- **INSTRUCTIONS TO FOLLOW**
For every record here, output an exact copy.

(Source data)
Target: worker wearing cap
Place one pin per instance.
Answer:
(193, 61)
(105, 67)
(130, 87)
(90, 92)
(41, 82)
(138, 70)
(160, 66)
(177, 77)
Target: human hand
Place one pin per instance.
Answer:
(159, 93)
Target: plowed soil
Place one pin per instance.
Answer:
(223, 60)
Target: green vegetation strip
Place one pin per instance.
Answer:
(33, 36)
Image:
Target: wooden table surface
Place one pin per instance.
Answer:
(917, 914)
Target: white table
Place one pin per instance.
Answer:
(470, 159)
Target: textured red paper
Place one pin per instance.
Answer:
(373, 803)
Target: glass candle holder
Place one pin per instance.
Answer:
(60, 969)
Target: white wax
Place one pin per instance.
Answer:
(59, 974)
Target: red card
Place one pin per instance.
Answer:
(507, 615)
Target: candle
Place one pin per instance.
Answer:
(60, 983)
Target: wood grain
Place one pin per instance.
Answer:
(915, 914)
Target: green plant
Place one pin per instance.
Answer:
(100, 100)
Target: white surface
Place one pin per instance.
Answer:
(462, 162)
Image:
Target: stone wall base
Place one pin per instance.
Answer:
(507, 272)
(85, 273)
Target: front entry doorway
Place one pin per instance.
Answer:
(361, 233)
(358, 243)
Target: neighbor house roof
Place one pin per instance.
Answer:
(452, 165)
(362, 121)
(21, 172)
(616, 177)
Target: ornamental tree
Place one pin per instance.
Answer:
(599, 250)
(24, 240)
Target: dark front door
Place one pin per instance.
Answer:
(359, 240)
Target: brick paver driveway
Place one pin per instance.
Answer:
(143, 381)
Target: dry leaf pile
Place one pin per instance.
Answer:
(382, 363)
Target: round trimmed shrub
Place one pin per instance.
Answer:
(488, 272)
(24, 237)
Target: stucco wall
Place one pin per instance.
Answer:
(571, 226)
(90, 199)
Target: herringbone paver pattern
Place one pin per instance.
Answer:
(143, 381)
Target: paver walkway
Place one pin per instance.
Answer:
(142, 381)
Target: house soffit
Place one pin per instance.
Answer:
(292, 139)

- **TASK OUTPUT**
Target: worker wearing cap
Place one pin per instance.
Answer:
(193, 61)
(105, 67)
(130, 87)
(90, 92)
(41, 82)
(138, 70)
(160, 66)
(177, 77)
Target: human hand
Place one pin per instance.
Answer:
(159, 93)
Target: plowed soil
Place one pin per instance.
Answer:
(223, 60)
Target: green vegetation strip
Place one pin per instance.
Answer:
(33, 36)
Image:
Target: wooden table surface
Place one pin per instance.
Answer:
(917, 914)
Target: white table
Place one pin per instance.
Answer:
(470, 159)
Target: textured red paper
Place one pin per instance.
Answer:
(373, 803)
Target: glass candle holder
Place one pin per instance.
Answer:
(60, 969)
Target: white wax
Place one pin per instance.
Answer:
(59, 974)
Target: red card
Place one pin per instance.
Answer:
(507, 615)
Target: candle
Place one pin per instance.
Answer:
(60, 983)
Target: wood grain
Place one pin per instance.
Answer:
(915, 914)
Target: green plant
Place one pin per instance.
Answer:
(100, 100)
Target: white surface
Place one pin per instance.
Answer:
(462, 162)
Image:
Target: stone wall base
Place one pin per instance.
Answer:
(507, 272)
(85, 273)
Target: front entry doorway
Place one pin per instance.
Answer:
(361, 233)
(358, 243)
Target: neighbor house roof
Place one pin per instance.
Answer:
(452, 165)
(362, 121)
(21, 172)
(616, 177)
Target: ornamental tree
Place one pin per instance.
Answer:
(599, 250)
(24, 240)
Target: dark front door
Place one pin per instance.
Answer:
(359, 240)
Target: brick paver driveway
Place one pin per instance.
Answer:
(143, 381)
Target: dry leaf pile
Place one pin per instance.
Answer:
(382, 363)
Target: round trimmed shrub
Place one pin per instance.
Answer:
(488, 272)
(24, 237)
Target: stucco wall
Place one pin per instance.
Answer:
(571, 226)
(90, 199)
Target: herringbone paver pattern
Place one pin per instance.
Answer:
(143, 381)
Target: paver walkway
Place one pin per instance.
Answer:
(142, 381)
Target: house soffit
Place one pin per instance.
Answer:
(292, 139)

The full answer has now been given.